# START OF READING PASSAGE

Thread: Maximum Possible Rectangles

Hey!

Flp's interpretation is wrong.

Let's say there are four points with their coordinates entered (A, B, C, D be the points). Based on the rectangle posted by flp, AB forms one side of the rectangle (with A and B forming a line segment, A being one vertice and B being the other). Till here, he's correct. But this rectangle isn't to be considered as one side of the rectangle merely passes through a given point C, and does not have C as a vertex.
If A, B, C, D are the given points then ABCD should be a rectangle formed and that must be counted, not any other rectangle that has a side passing through 3(or)2(or)1 of the given points.

https://cboard.cprogramming.com/atta...s-untitled-png

> So do the lines that from the rectangles have to be aligned with the axis?

No, not necessarily. Example 3 in #13 is not aligned with the axes. Yet, the rectangle formed by them is counted because the set of points entered serve as vertices. In flp's interpretation (the diagram he provided us with), one of the side passes through C, but does not have C as a vertex point, so such rectangles are not to be counted. Only those that can be formed using four points from the set of points such that the four points are the vertices of the rectangle.

# END OF READING PASSAGE
# START OF LISTED ENTRIES

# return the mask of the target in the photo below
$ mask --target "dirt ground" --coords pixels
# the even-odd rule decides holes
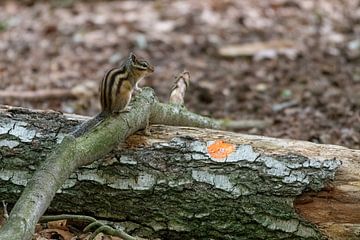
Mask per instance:
[[[359,149],[359,33],[356,0],[1,1],[0,104],[93,115],[105,71],[134,51],[161,100],[187,69],[192,111]],[[52,89],[72,94],[22,98]]]

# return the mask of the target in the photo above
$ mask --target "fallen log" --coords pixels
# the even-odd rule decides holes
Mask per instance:
[[[1,200],[16,202],[78,120],[0,109]],[[359,238],[359,150],[209,129],[150,130],[78,169],[48,211],[109,219],[151,239]]]

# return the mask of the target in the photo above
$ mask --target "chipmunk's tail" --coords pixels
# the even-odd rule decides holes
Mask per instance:
[[[80,137],[84,133],[88,132],[91,128],[101,123],[106,116],[107,114],[105,112],[100,112],[95,117],[83,122],[80,126],[77,126],[76,129],[70,134],[74,137]]]

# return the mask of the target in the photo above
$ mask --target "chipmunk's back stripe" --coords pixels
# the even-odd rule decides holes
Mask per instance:
[[[106,72],[105,76],[102,79],[101,85],[100,85],[101,86],[100,87],[100,102],[101,102],[102,109],[107,109],[107,106],[108,106],[107,105],[107,97],[106,97],[106,86],[108,84],[109,76],[115,69],[116,68],[112,68]]]
[[[114,85],[116,86],[115,89],[117,89],[117,85],[121,85],[122,84],[122,79],[126,78],[127,74],[126,74],[126,67],[122,67],[122,68],[115,68],[113,69],[113,71],[110,73],[110,75],[107,78],[107,89],[106,89],[106,96],[107,96],[107,102],[106,102],[106,106],[108,108],[112,108],[112,104],[113,101],[115,100],[114,98],[116,97],[116,92],[113,92],[114,89]]]

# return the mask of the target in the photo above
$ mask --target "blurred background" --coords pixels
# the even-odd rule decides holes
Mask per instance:
[[[166,101],[247,133],[360,147],[360,1],[1,1],[0,104],[94,115],[98,84],[130,51]]]

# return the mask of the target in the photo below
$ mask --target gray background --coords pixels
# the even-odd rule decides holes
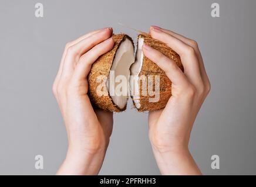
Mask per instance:
[[[256,1],[0,1],[0,174],[54,174],[65,157],[63,122],[52,94],[65,44],[112,26],[136,40],[122,22],[151,25],[196,40],[212,89],[200,112],[190,150],[204,174],[256,174]],[[220,18],[211,5],[220,5]],[[159,174],[147,136],[147,113],[114,114],[100,174]],[[44,157],[36,170],[35,156]],[[211,156],[220,169],[211,168]]]

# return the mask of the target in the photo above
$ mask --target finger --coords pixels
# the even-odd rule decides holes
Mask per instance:
[[[142,50],[143,54],[146,57],[164,71],[166,75],[173,84],[177,85],[184,85],[187,83],[185,75],[173,60],[161,52],[145,44],[143,44]]]
[[[80,58],[75,69],[72,80],[78,81],[86,78],[92,64],[102,54],[108,52],[114,46],[114,40],[111,37],[95,46]]]
[[[58,81],[59,80],[59,78],[60,77],[61,72],[62,71],[62,68],[63,68],[63,61],[64,61],[65,57],[66,56],[66,51],[67,51],[67,49],[68,47],[70,47],[70,46],[73,46],[73,45],[74,45],[75,44],[76,44],[77,43],[79,42],[80,41],[81,41],[81,40],[83,40],[83,39],[86,39],[86,38],[87,38],[87,37],[89,37],[90,36],[92,36],[92,34],[95,34],[95,33],[99,32],[100,30],[94,30],[94,31],[93,31],[92,32],[90,32],[89,33],[87,33],[87,34],[85,34],[85,35],[79,37],[76,40],[73,40],[72,41],[70,41],[70,42],[69,42],[69,43],[68,43],[68,44],[66,44],[66,47],[65,48],[64,52],[63,52],[63,53],[62,54],[62,58],[61,58],[61,60],[60,60],[60,65],[59,65],[59,70],[58,70],[57,75],[56,76],[55,81],[54,82],[54,84],[58,84]]]
[[[198,60],[192,47],[157,28],[152,28],[150,34],[153,39],[166,43],[180,55],[184,67],[184,74],[194,85],[201,84],[203,80]]]
[[[57,96],[57,95],[58,95],[58,93],[57,93],[57,87],[58,87],[58,85],[59,82],[59,79],[60,79],[61,73],[62,72],[63,64],[63,61],[64,61],[65,57],[66,56],[66,51],[67,51],[67,49],[69,47],[72,46],[76,44],[77,43],[79,42],[80,41],[81,41],[82,40],[84,40],[85,39],[86,39],[86,38],[87,38],[88,37],[90,37],[92,34],[94,34],[100,32],[100,30],[103,30],[103,29],[100,29],[100,30],[94,30],[93,32],[90,32],[89,33],[87,33],[87,34],[85,34],[85,35],[79,37],[78,39],[76,39],[76,40],[72,41],[70,41],[70,42],[69,42],[69,43],[68,43],[68,44],[66,44],[66,46],[65,46],[65,50],[64,50],[64,52],[63,52],[63,53],[62,54],[62,58],[61,58],[61,60],[60,60],[60,65],[59,65],[59,70],[58,71],[57,75],[56,75],[56,78],[55,78],[55,81],[53,82],[53,93],[54,93],[55,96]],[[56,99],[57,99],[57,102],[59,103],[59,102],[58,101],[58,98]]]
[[[65,77],[71,75],[74,70],[75,63],[78,61],[80,56],[97,44],[109,39],[112,34],[112,29],[106,28],[69,47],[65,57],[62,75],[63,74]]]
[[[184,43],[189,45],[190,46],[193,47],[195,50],[196,53],[197,54],[198,59],[199,60],[199,68],[200,69],[200,72],[201,72],[201,76],[203,77],[203,79],[204,80],[204,82],[207,82],[209,81],[207,74],[206,73],[206,68],[204,67],[204,64],[203,63],[202,56],[201,54],[201,53],[200,53],[200,51],[199,50],[199,47],[197,45],[197,43],[196,41],[191,40],[190,39],[188,39],[188,38],[187,38],[184,36],[182,36],[181,34],[179,34],[178,33],[176,33],[171,30],[163,29],[163,28],[161,28],[161,27],[159,27],[156,26],[153,26],[150,27],[150,30],[151,29],[152,27],[159,28],[164,32],[168,33],[168,34],[177,38],[178,39],[181,40],[182,41],[183,41]]]

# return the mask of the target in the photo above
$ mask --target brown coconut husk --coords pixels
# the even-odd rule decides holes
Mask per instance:
[[[132,38],[124,34],[113,34],[112,38],[114,41],[113,49],[110,51],[101,56],[92,66],[88,75],[88,94],[93,107],[99,108],[105,111],[119,112],[126,110],[126,105],[123,108],[120,108],[114,103],[109,93],[106,96],[100,96],[96,92],[97,87],[102,84],[102,82],[97,82],[96,78],[99,75],[105,75],[106,77],[109,76],[116,51],[121,43],[126,39],[128,39],[133,44]],[[106,85],[105,86],[106,86]],[[108,90],[107,88],[106,88],[106,90]]]
[[[142,33],[138,36],[144,38],[144,43],[149,45],[152,48],[157,50],[166,56],[173,60],[178,67],[184,71],[183,66],[181,64],[179,55],[172,50],[167,45],[160,41],[153,39],[149,34]],[[166,76],[164,71],[162,70],[156,63],[151,61],[146,56],[143,56],[143,61],[142,70],[139,74],[139,77],[142,75],[160,75],[160,99],[157,102],[149,102],[150,98],[154,98],[154,96],[142,95],[142,82],[140,81],[140,108],[139,112],[153,111],[164,108],[170,97],[171,96],[171,82]],[[154,77],[153,77],[154,79]],[[154,82],[153,84],[153,88],[154,88]],[[133,99],[133,98],[132,98]],[[135,103],[133,99],[134,106]]]

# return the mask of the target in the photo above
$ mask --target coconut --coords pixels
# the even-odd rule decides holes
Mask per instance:
[[[94,106],[106,111],[121,112],[126,109],[129,88],[124,91],[126,94],[118,95],[110,90],[110,85],[115,90],[117,85],[114,81],[118,75],[125,77],[126,82],[122,82],[123,85],[129,85],[129,68],[134,62],[134,49],[132,39],[127,35],[113,34],[112,38],[113,48],[101,56],[92,66],[88,76],[89,96]],[[110,72],[114,72],[114,79],[109,80]]]
[[[184,71],[180,56],[177,53],[165,43],[153,39],[150,34],[144,33],[140,33],[138,36],[136,60],[130,67],[132,75],[131,77],[133,78],[130,78],[131,96],[134,106],[139,112],[153,111],[164,108],[171,95],[171,81],[156,64],[143,55],[142,48],[144,43],[159,50],[171,59]],[[149,77],[150,77],[152,78],[149,79]],[[157,77],[159,79],[156,78]],[[134,77],[137,78],[134,79]],[[145,94],[143,92],[143,88],[145,86],[147,88],[147,85],[143,85],[143,83],[145,79],[147,81],[147,87],[150,83],[153,88],[157,88],[155,86],[158,86],[159,92],[155,92],[158,95],[152,96],[149,93]],[[157,101],[154,101],[154,99],[150,101],[150,99],[157,97],[159,99]]]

# END OF LISTED ENTRIES

| EXERCISE REQUIREMENTS |
a. In the thread on maximum possible rectangles, rewrite the paragraph that begins "No, not necessarily." as a short bulleted list that keeps its main facts.
b. List every letter that the thread on maximum possible rectangles uses as the name of a point.

| ANSWERS |
a.
- The sides of a rectangle do not have to be aligned with the axes.
- Example 3 in #13 is not axis-aligned, but its rectangle is counted because the entered points serve as its vertices.
- In flp's diagram, one side passes through C without having C as a vertex, so that kind of rectangle is not counted.
- A rectangle counts only if its four vertices are four points from the given set.

b. A, B, C, D